▸ DOCUMENT TEXT
......
Post by: pretty on July 10, 2012, 01:44:20 AM
Post by: pretty on July 10, 2012, 01:44:20 AM
Quote from: Sarah7 on July 09, 2012, 08:25:55 PM
The ones at school.
I kind of tried to conform for a couple years in high school/first year of uni by cutting my hair shorter and wearing baggier clothes to hide my body, and my friends tried to teach me to be less girly in how I walked and talked and sat and whatnot. It didn't really succeed at making anyone think I was less gay and it was making me more miserable, so I eventually gave up on it. I could never have grown any kind of facial hair. I'd have slit my wrists first. Even growing it out enough to have it zapped off with electro made me want to claw my face off.
By the time I finished university, my "boy" presentation involved my hair in basically a lady's bob tucked behind my ears and the girliest men's clothes I could get my hands on - embroidered jeans, flowery fitted tshirts, androgynous military-style jackets, etc. I was passing as female about 10-20% of the time already without meaning to. We all figure out our own ways to cope.
Huh, interesting. Up in Canada no less??
In my subpar American college and in a night physics class full of men I got a grand total of 0 criticisms for having shiny long hair and actually even wearing women's jackets that showed off my tiny waist in the winter. Princess seams!
Actually I sat next to a gigantic probably 6' 300 lb manly man with a full beard and he confessed to me that he was jealous of how small I am! lol :D
I guess everyone has a different experience. Strange world. :)
Title: Re: So how did you Hide?
Post by: Beth Andrea on July 10, 2012, 03:34:00 AM
Post by: Beth Andrea on July 10, 2012, 03:34:00 AM
Quote from: Felicitá on July 09, 2012, 04:53:41 PM
True. And many of 'them' are internalised. Those are perhaps the most fearsome and most elusive. Those internalised police that make us give an f about how we look and how we are perceived and force us to cut ourselves up and take HRT to 'fit in'. We beat ourselves up daily.
......
▸ DATA SECTION
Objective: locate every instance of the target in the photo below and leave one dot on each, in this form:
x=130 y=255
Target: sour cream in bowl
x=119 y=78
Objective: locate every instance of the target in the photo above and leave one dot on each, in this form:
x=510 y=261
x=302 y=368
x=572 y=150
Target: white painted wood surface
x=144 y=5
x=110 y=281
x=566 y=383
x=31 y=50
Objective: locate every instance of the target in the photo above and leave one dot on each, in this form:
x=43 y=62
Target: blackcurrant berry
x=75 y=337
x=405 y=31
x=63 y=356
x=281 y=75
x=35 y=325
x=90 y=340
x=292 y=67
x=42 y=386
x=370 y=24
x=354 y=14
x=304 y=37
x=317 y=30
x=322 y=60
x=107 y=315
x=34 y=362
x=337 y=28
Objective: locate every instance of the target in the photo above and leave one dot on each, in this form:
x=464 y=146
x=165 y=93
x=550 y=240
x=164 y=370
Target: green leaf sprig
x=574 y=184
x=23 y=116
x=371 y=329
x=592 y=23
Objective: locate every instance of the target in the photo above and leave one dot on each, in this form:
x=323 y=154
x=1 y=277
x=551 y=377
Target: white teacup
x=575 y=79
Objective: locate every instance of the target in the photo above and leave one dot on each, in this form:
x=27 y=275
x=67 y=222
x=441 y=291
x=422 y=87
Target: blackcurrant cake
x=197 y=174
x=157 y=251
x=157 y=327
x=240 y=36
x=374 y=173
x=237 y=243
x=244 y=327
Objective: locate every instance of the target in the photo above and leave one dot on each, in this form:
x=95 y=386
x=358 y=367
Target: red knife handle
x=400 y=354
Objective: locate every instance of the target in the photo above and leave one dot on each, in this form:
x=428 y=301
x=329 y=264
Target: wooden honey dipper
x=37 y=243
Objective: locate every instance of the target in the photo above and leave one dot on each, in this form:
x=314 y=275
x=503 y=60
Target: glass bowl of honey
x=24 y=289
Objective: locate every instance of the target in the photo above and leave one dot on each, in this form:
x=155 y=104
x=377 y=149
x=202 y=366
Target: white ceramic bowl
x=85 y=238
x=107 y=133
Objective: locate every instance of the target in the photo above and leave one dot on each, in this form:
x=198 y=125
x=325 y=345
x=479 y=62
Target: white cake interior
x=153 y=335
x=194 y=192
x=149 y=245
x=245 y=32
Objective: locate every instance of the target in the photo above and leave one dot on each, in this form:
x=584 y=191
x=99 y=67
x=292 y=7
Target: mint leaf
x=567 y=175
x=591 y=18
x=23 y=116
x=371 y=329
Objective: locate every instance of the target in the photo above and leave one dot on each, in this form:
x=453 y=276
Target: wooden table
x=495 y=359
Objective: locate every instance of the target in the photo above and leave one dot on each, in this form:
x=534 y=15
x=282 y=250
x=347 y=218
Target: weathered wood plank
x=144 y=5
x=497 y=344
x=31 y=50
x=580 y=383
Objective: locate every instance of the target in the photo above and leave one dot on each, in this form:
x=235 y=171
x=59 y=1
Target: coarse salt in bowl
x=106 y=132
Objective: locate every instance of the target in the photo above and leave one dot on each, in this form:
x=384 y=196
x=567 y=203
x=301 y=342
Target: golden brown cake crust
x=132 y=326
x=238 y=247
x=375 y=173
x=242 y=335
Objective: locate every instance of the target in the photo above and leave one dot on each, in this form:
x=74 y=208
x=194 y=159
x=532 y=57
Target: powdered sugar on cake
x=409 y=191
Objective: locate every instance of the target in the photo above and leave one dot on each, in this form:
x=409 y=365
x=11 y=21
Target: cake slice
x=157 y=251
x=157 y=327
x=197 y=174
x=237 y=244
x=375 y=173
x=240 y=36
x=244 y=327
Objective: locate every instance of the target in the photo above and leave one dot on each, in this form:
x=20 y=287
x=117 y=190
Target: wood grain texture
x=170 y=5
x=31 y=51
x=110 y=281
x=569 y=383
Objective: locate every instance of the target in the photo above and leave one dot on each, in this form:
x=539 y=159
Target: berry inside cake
......
▸ REQUIRED TASK A
Render the sentence "We all figure out our own ways to cope." from the forum thread on hiding into French.
▸ REQUIRED TASK B
Extend the forum thread on hiding, picking up after its final sentence.

▸ EXPECTED OUTPUT A
Nous trouvons tous nos propres moyens de faire face.

▸ EXPECTED OUTPUT B
In the military, those "internalized" critics are what's called "force multipliers"...by themselves, they're not too powerful. Their real power comes in magnifying the little barbs that the "tsk tsk'ers" say.
Most people can learn to ignore the internals...some of us can't, because those internals are us.
Title: Re: So how did you Hide?
Post by: Beth Andrea on July 10, 2012, 03:36:21 AM
Post by: Beth Andrea on July 10, 2012, 03:36:21 AM
Quote from: pretty on July 09, 2012, 07:54:29 PM
This is going to sound really insensitive and I'm sorry for what happened to you but I can't fathom why on earth an mtf would join the army for any reason. That sounds incredibly masochistic :-X
To prove he's a man? That's probably the biggest reason I joined the USAF...to prove that I "had what it takes" to live in a man's world.
I can't say it was the worst 6 years of my life (I do have some good memories), but then again...I would not repeat it, not for a billion dollars.
Title: Re: So how did you Hide?
Post by: pretty on July 10, 2012, 03:59:54 AM
Post by: pretty on July 10, 2012, 03:59:54 AM
Quote from: Beth Andrea on July 10, 2012, 03:36:21 AM
To prove he's a man? That's probably the biggest reason I joined the USAF...to prove that I "had what it takes" to live in a man's world.
But I don't understand... as an MTF why would you want to do that ???
*definitely does NOT have what it takes and no desire to try* lol
Title: Re: So how did you Hide?
Post by: Beth Andrea on July 10, 2012, 04:24:09 AM
Post by: Beth Andrea on July 10, 2012, 04:24:09 AM
Quote from: pretty on July 10, 2012, 03:59:54 AM
But I don't understand... as an MTF why would you want to do that ???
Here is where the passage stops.